练习任务 |
把下面这段关于 HBase 表扫描的文字一字不差地完整重写一遍。

文档摘录 |
· · · · ·

全表扫描数据,范围扫描数据
public static void main(String[] args) throws Exception {//1.创建HTab
Configuration conf = HBaseConfiguration.create();
conf.set("hbase.zookeeper.quorum", "hadoop01:2181,hadoop02:2181,hadoop03:2181");
HTable tab = new HTable(conf, "tabx1");
//2.扫描表
//--全表扫描
//Scan scan = new Scan();
//--范围扫描
Scan scan = new Scan();
scan.setStartRow("rk3".getBytes());
scan.setStopRow("rk6".getBytes());
ResultScanner rs = tab.getScanner(scan);
//3.遍历扫描结果 打印
for(Result r : rs){
//--获取行键
String rk = new String(r.getRow());
//--获取当前行所有列数据
NavigableMap<byte[], NavigableMap<byte[], NavigableMap<Long, byte[]>>> map = r.getMap();
for(Map.Entry<byte[], NavigableMap<byte[], NavigableMap<Long, byte[]>>> entry : map.entrySet()){
String cf = new String(entry.getKey());
NavigableMap<byte[], NavigableMap<Long, byte[]>> cmap = entry.getValue();
for(Map.Entry<byte[], NavigableMap<Long, byte[]>>centry :cmap.entrySet()){
String c = new String(centry.getKey());
String v = new String(centry.getValue().firstEntry().getValue());
System.out.println("--rk:["+rk+"],cf:["+cf+"],c:["+c+"],v:["+v+"]--");
}
}
}
//4.关闭资源
tab.close();
}
过滤器的使用
Base中只能按照指定行键行键范围或全表扫描来查询数据
HBase还提供了过滤器机制,可以在原有的查询结果的基础上,在服务器端实现进一步的过滤,返回符合过滤条件的数据,为HBase查询数据提供了更好的灵活性。

· · · · ·

记录物体出现位置的数据集行 |

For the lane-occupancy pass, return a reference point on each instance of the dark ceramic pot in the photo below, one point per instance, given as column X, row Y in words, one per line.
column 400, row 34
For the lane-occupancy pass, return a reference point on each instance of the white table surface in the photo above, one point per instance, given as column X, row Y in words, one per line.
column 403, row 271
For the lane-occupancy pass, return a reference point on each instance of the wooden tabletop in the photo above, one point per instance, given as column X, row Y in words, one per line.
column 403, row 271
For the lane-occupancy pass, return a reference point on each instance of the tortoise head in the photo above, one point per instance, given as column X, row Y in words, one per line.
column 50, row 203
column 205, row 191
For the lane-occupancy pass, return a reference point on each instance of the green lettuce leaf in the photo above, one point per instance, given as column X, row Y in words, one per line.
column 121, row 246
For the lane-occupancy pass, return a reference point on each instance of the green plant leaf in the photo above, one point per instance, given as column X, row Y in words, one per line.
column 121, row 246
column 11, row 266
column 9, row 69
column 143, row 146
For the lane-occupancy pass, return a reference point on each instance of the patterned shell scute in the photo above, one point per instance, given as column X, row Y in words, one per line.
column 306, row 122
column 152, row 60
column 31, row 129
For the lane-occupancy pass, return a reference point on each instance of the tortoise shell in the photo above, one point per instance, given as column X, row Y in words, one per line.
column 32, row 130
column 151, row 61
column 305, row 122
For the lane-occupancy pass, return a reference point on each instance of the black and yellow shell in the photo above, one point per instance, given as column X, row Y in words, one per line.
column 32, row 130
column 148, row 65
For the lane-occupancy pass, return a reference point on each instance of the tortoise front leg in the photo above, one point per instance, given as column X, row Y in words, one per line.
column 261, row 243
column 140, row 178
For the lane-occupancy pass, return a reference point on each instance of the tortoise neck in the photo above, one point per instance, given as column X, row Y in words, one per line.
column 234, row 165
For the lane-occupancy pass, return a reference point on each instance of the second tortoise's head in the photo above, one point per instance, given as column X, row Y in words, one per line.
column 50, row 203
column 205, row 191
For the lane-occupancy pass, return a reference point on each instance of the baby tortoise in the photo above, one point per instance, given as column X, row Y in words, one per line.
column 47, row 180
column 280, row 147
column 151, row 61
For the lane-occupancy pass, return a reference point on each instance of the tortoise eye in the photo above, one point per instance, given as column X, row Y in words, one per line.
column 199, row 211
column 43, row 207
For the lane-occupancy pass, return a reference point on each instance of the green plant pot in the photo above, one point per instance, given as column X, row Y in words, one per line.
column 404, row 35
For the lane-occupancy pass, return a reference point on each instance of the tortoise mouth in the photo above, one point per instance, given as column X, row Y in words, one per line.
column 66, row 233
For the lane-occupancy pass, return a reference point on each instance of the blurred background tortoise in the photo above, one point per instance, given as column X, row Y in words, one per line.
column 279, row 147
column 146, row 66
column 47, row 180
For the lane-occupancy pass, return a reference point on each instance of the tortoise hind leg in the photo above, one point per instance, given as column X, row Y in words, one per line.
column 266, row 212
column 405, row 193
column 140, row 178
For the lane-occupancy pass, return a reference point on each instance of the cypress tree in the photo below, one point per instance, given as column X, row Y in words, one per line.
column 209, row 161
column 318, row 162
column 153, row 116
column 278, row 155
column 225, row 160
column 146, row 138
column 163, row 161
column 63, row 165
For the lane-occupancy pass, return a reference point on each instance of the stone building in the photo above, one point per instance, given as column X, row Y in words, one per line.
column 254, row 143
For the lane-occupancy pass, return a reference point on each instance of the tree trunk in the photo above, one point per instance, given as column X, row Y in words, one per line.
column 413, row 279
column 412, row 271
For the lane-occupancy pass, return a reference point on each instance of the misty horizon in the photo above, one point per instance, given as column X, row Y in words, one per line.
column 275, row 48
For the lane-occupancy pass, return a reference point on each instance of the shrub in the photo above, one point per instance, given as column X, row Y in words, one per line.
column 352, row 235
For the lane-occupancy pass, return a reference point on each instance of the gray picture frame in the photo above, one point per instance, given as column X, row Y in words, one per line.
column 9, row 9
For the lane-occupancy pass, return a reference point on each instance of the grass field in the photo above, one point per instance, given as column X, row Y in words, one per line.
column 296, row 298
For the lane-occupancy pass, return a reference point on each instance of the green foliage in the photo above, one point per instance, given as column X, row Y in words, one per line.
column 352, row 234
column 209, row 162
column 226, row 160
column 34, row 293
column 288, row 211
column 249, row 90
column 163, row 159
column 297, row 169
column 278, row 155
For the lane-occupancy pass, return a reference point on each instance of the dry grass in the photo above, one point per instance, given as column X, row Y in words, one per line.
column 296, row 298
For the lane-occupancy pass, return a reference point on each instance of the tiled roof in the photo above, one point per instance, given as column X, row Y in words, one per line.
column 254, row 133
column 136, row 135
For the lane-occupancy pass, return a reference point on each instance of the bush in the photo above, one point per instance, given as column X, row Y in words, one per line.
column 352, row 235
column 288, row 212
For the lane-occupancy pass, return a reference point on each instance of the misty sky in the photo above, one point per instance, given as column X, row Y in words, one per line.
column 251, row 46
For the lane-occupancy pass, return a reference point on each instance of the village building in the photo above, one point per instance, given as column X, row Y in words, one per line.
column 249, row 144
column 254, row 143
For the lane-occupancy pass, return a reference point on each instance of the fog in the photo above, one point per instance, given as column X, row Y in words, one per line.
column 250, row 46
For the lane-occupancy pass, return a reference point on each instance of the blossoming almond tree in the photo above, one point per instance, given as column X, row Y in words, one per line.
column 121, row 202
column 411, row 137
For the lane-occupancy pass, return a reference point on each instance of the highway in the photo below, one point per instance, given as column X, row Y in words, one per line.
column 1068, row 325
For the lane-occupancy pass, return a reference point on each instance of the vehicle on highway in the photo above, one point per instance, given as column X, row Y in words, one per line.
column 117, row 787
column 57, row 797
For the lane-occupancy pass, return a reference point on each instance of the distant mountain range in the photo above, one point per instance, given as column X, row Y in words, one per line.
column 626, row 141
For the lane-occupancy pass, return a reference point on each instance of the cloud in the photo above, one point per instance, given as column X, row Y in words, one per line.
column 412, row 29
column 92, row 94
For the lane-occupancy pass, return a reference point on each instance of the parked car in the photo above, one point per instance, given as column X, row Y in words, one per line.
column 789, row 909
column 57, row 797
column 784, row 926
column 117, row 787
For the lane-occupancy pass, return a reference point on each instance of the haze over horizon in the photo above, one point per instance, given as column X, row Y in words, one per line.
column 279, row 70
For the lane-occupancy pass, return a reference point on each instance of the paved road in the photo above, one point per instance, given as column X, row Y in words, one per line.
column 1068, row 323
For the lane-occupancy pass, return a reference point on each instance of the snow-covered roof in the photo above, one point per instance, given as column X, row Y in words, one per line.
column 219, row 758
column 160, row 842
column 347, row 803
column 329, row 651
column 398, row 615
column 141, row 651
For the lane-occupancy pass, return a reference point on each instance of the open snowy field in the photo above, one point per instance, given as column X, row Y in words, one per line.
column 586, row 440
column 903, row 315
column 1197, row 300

· · · · ·

正确答案 |
全表扫描数据,范围扫描数据
public static void main(String[] args) throws Exception {//1.创建HTab
Configuration conf = HBaseConfiguration.create();
conf.set("hbase.zookeeper.quorum", "hadoop01:2181,hadoop02:2181,hadoop03:2181");
HTable tab = new HTable(conf, "tabx1");
//2.扫描表
//--全表扫描
//Scan scan = new Scan();
//--范围扫描
Scan scan = new Scan();
scan.setStartRow("rk3".getBytes());
scan.setStopRow("rk6".getBytes());
ResultScanner rs = tab.getScanner(scan);
//3.遍历扫描结果 打印
for(Result r : rs){
//--获取行键
String rk = new String(r.getRow());
//--获取当前行所有列数据
NavigableMap<byte[], NavigableMap<byte[], NavigableMap<Long, byte[]>>> map = r.getMap();
for(Map.Entry<byte[], NavigableMap<byte[], NavigableMap<Long, byte[]>>> entry : map.entrySet()){
String cf = new String(entry.getKey());
NavigableMap<byte[], NavigableMap<Long, byte[]>> cmap = entry.getValue();
for(Map.Entry<byte[], NavigableMap<Long, byte[]>>centry :cmap.entrySet()){
String c = new String(centry.getKey());
String v = new String(centry.getValue().firstEntry().getValue());
System.out.println("--rk:["+rk+"],cf:["+cf+"],c:["+c+"],v:["+v+"]--");
}
}
}
//4.关闭资源
tab.close();
}
过滤器的使用
Base中只能按照指定行键行键范围或全表扫描来查询数据
HBase还提供了过滤器机制,可以在原有的查询结果的基础上,在服务器端实现进一步的过滤,返回符合过滤条件的数据,为HBase查询数据提供了更好的灵活性。